:: Aim ::
Rewrite the data below, changing "patterned carpet" to "woven rug" wherever it occurs and leaving everything else as it is. Omit the pictures from your version.

:: Available records ::

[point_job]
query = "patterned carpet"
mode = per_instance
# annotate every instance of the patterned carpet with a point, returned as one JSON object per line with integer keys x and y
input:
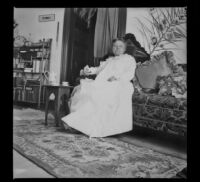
{"x": 73, "y": 155}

:: Exercise answer ::
[point_job]
query = "woven rug"
mode = per_instance
# annotate every instance of the woven rug with a point, returned as one JSON object per line with integer keys x and y
input:
{"x": 73, "y": 155}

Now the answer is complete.